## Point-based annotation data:

%%

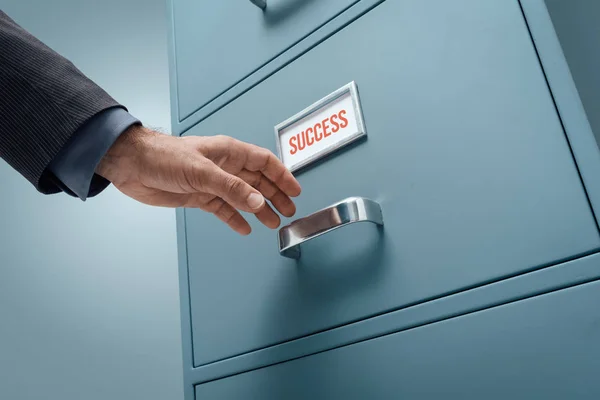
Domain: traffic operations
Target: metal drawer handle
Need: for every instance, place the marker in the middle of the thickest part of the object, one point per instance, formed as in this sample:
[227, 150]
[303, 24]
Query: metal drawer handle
[260, 3]
[348, 211]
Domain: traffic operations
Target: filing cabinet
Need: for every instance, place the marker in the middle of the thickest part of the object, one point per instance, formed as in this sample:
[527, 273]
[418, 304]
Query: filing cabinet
[468, 155]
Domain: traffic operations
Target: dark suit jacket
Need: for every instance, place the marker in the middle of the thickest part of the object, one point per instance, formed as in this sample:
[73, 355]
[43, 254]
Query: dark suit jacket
[44, 100]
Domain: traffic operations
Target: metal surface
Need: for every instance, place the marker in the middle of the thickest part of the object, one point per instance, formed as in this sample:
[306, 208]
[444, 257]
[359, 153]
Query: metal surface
[361, 129]
[260, 3]
[348, 211]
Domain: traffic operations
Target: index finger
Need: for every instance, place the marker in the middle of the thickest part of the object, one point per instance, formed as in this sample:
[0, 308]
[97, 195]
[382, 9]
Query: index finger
[261, 159]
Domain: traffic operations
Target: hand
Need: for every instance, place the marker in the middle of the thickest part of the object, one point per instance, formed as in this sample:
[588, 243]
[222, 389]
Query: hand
[217, 174]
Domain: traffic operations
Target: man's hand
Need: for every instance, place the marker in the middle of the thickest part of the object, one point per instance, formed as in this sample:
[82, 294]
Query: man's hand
[218, 174]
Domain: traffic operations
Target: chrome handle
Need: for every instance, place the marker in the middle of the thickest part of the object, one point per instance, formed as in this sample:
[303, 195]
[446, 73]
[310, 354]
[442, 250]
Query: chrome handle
[260, 3]
[348, 211]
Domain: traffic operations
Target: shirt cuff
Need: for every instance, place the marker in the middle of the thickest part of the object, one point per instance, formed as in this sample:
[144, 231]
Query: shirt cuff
[75, 165]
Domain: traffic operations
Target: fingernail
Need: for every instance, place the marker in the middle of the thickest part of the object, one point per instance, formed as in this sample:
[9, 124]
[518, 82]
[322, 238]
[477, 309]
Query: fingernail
[255, 201]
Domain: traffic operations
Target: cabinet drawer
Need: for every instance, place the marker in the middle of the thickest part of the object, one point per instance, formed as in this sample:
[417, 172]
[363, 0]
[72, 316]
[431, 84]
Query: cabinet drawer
[219, 43]
[545, 347]
[465, 153]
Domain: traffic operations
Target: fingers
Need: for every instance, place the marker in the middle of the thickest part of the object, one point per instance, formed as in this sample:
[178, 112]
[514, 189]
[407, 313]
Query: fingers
[280, 200]
[268, 217]
[232, 189]
[260, 159]
[229, 215]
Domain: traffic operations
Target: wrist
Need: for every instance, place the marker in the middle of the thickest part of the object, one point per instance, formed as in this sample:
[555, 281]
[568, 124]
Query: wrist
[118, 163]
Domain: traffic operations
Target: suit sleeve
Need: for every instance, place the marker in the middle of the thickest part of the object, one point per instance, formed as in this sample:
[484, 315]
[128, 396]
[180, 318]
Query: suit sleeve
[44, 101]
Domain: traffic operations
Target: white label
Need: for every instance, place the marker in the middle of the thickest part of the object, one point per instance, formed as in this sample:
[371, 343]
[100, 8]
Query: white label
[319, 130]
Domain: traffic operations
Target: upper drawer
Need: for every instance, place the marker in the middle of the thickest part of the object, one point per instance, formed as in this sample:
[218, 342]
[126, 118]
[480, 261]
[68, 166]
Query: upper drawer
[218, 43]
[465, 153]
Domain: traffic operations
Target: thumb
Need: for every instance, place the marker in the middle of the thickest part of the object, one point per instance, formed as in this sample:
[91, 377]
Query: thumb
[234, 190]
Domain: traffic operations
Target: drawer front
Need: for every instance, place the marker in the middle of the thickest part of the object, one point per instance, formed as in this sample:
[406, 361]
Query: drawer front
[544, 347]
[465, 153]
[218, 43]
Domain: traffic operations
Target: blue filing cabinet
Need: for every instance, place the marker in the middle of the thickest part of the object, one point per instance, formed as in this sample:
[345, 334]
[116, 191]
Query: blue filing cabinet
[478, 152]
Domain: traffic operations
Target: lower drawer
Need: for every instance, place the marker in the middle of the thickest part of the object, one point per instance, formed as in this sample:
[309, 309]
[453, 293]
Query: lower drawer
[543, 347]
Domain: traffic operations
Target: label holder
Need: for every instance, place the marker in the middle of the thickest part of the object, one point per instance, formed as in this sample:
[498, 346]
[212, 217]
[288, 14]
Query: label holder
[361, 132]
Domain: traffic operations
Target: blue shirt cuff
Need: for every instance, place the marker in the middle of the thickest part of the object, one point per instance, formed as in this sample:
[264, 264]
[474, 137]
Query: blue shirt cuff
[75, 165]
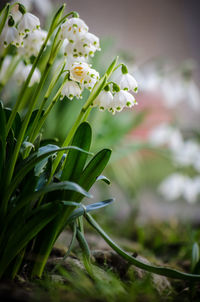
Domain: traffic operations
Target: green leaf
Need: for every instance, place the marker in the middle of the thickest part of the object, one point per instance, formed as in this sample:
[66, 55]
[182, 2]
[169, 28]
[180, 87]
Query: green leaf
[65, 185]
[103, 178]
[2, 137]
[3, 16]
[94, 168]
[27, 232]
[75, 161]
[195, 255]
[82, 209]
[30, 163]
[16, 126]
[112, 67]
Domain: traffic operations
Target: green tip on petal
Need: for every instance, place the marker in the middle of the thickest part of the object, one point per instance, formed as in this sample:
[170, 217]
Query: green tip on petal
[124, 69]
[21, 8]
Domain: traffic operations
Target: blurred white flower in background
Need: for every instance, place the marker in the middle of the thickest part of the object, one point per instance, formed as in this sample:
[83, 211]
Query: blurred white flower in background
[22, 71]
[44, 7]
[32, 43]
[165, 134]
[178, 185]
[28, 23]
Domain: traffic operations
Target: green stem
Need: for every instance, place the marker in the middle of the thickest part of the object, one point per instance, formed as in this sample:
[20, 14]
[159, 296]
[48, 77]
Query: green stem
[20, 99]
[11, 68]
[37, 124]
[23, 130]
[24, 87]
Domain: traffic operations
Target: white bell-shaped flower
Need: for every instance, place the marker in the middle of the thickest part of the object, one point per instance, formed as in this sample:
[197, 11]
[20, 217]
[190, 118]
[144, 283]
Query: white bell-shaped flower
[79, 71]
[127, 82]
[122, 99]
[91, 78]
[10, 35]
[71, 60]
[91, 39]
[28, 23]
[33, 43]
[73, 29]
[85, 47]
[104, 100]
[22, 71]
[4, 67]
[71, 89]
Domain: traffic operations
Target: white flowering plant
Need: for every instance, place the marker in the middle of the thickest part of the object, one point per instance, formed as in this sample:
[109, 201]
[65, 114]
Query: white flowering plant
[41, 184]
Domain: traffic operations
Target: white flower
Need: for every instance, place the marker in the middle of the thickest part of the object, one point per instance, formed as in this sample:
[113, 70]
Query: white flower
[44, 6]
[122, 99]
[127, 82]
[165, 134]
[4, 67]
[84, 47]
[71, 89]
[104, 100]
[191, 189]
[178, 185]
[73, 29]
[28, 22]
[10, 35]
[71, 60]
[91, 39]
[33, 43]
[91, 78]
[173, 186]
[79, 71]
[188, 154]
[22, 72]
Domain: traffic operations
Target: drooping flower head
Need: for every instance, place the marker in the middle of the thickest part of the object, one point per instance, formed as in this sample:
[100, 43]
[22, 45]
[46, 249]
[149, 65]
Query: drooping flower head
[22, 72]
[10, 34]
[73, 29]
[71, 89]
[126, 81]
[32, 43]
[28, 23]
[79, 71]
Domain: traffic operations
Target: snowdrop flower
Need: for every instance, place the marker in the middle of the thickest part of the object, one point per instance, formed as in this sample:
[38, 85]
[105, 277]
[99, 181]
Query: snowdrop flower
[44, 6]
[71, 89]
[173, 186]
[4, 67]
[81, 48]
[28, 23]
[22, 72]
[191, 190]
[79, 71]
[10, 35]
[33, 43]
[91, 78]
[127, 82]
[73, 29]
[122, 99]
[104, 100]
[92, 40]
[71, 60]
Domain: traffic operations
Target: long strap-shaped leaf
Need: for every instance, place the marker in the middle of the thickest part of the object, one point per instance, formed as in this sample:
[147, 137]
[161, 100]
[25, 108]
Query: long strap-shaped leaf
[64, 185]
[2, 137]
[163, 271]
[27, 232]
[30, 164]
[75, 160]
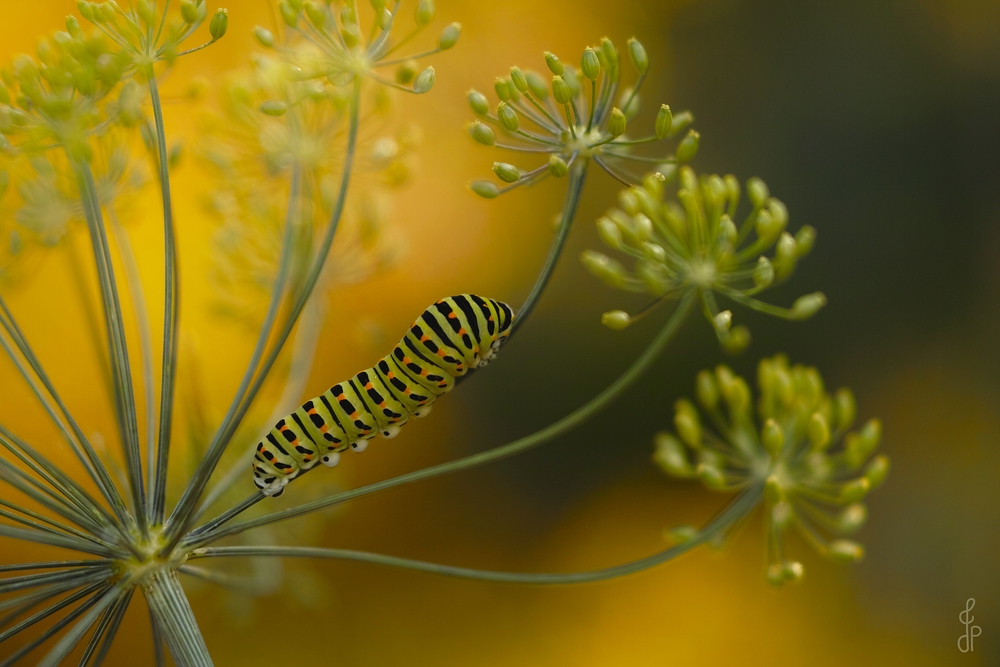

%%

## WHAT IS ASKED:
Pick out every line in the records that contains the string "chrome" and copy each one in full.

## RESULT:
Target: chrome handle
Query: chrome handle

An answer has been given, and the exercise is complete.